EXCERPT PROVIDED:
* * *

In its conclusions of law, the court found that Henry S. Miller Company had violated the Deceptive Trade Practices Act, in that it had: (a) caused confusion or misunderstanding as to the source, sponsorship, approval, or certification of its services; (b) caused confusion or misunderstanding as to its affiliation, connection, or association with John C. Riddle and John Riddle Interests; (c) represented that goods and services of the shopping center had sponsorship, approval, characteristics, uses, benefits, or qualities that they did not have; (d) represented that goods and services of the shopping center were of particular standard, quality, or grade when they were of a lesser standard, quality, or grade; and (e) represented that the lease agreement conferred rights, remedies, and obligations it did not have.

* * *

Reproduce word for word the part of the court-ruling excerpt that begins at the words "In its conclusions" and stops after "did not have.".

STORED DATA:
* * *

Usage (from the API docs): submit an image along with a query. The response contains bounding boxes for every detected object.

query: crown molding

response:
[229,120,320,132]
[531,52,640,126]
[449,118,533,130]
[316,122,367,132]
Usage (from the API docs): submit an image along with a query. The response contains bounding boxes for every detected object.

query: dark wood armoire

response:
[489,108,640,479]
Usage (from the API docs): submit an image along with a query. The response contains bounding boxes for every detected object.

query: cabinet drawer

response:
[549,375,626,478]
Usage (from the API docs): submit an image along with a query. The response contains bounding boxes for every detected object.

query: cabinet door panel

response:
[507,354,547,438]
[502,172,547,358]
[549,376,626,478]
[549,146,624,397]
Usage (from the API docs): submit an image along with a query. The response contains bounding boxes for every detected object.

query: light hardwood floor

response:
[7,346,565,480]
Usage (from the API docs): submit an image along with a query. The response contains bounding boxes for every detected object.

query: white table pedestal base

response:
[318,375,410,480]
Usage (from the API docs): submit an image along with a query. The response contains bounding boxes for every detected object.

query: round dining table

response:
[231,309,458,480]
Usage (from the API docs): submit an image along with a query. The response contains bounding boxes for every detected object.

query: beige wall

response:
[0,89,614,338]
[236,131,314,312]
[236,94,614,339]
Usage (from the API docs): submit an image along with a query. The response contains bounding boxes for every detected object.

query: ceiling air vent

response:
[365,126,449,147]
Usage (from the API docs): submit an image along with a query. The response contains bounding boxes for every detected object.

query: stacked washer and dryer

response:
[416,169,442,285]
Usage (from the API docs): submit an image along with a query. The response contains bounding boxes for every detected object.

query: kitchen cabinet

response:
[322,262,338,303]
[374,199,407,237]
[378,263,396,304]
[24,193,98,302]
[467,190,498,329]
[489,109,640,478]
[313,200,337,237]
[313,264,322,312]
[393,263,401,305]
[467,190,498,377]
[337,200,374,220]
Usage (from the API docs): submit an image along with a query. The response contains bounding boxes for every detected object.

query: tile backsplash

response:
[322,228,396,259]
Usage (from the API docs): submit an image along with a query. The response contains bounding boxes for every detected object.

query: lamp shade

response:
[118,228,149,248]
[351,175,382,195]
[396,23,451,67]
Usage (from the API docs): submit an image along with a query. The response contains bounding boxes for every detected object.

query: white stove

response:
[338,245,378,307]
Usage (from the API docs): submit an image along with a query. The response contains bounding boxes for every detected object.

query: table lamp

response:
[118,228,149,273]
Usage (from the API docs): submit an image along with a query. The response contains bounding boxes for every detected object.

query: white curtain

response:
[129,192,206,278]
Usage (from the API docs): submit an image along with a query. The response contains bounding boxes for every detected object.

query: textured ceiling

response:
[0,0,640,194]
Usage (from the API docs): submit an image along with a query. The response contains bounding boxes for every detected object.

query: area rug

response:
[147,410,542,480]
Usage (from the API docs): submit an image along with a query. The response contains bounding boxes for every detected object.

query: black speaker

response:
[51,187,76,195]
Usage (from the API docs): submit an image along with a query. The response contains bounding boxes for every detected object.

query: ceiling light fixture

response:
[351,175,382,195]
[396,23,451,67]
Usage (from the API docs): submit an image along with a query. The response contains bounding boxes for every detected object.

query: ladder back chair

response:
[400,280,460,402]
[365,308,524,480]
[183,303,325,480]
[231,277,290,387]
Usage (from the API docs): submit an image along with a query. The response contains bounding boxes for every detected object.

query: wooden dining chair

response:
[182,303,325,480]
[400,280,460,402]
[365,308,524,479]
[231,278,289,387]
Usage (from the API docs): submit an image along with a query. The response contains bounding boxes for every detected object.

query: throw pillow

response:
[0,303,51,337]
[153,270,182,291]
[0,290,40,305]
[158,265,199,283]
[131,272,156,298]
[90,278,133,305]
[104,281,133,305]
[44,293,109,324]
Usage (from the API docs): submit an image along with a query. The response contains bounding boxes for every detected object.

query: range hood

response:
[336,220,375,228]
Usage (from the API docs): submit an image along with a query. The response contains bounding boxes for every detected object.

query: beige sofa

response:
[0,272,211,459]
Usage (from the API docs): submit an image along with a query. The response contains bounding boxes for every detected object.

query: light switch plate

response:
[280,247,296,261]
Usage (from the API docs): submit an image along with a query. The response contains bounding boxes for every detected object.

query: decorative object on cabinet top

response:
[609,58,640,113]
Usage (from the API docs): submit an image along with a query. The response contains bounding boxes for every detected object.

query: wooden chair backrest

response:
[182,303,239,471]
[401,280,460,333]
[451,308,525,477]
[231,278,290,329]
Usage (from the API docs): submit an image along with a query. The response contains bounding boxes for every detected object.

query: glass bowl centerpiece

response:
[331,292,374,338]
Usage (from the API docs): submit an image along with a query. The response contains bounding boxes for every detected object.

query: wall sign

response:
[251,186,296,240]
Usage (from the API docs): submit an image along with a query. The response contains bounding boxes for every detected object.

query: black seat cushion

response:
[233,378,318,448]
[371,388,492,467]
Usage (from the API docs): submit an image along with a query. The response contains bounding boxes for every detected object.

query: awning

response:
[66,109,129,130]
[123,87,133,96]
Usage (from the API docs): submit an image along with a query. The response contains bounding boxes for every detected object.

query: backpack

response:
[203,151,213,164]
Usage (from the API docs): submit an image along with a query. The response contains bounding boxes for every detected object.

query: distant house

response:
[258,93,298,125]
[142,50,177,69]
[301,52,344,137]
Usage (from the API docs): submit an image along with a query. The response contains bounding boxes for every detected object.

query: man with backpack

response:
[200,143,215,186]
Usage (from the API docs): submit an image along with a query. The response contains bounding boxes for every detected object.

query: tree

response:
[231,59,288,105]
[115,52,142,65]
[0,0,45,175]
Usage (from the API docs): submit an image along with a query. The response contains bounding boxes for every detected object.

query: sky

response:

* * *

SOLUTION TO THIS TASK:
In its conclusions of law, the court found that Henry S. Miller Company had violated the Deceptive Trade Practices Act, in that it had: (a) caused confusion or misunderstanding as to the source, sponsorship, approval, or certification of its services; (b) caused confusion or misunderstanding as to its affiliation, connection, or association with John C. Riddle and John Riddle Interests; (c) represented that goods and services of the shopping center had sponsorship, approval, characteristics, uses, benefits, or qualities that they did not have; (d) represented that goods and services of the shopping center were of particular standard, quality, or grade when they were of a lesser standard, quality, or grade; and (e) represented that the lease agreement conferred rights, remedies, and obligations it did not have.